▶ Exercise: Your answer should be every line of the records that contains the word "single", copied as it stands.

▶ Records:
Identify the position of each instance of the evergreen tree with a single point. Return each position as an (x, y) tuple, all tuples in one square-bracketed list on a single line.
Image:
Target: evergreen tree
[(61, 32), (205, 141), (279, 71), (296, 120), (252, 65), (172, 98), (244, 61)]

==

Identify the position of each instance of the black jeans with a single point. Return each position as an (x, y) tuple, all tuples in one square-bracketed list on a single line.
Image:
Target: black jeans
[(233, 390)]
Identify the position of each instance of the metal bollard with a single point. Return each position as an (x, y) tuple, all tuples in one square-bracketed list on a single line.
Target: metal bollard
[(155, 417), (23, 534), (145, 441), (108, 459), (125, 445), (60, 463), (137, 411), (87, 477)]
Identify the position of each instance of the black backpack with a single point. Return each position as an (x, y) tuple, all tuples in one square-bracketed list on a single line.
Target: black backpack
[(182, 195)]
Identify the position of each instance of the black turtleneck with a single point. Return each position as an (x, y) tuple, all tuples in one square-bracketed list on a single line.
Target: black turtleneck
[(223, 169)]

▶ Exercise output:
Identify the position of each instance of the evergreen tree with a single point. Return each position as an (x, y) tuple, all tuples in one square-bracketed list on a single line.
Identify the position of each instance of the black jeans with a single point. Return each position as an (x, y) tuple, all tuples in one square-bracketed list on a single line.
Identify the position of each instance of the metal bollard with a single point. Return each position as an (x, y) tuple, all tuples in one square-bracketed list on a single line.
Identify the position of each instance of the black backpack with a single point. Return each position as an (x, y) tuple, all tuples in one square-bracketed list on a single line.
Identify the position of each instance of the black turtleneck with a single point. Return each position as an (x, y) tuple, all tuples in one square-bracketed list on a single line.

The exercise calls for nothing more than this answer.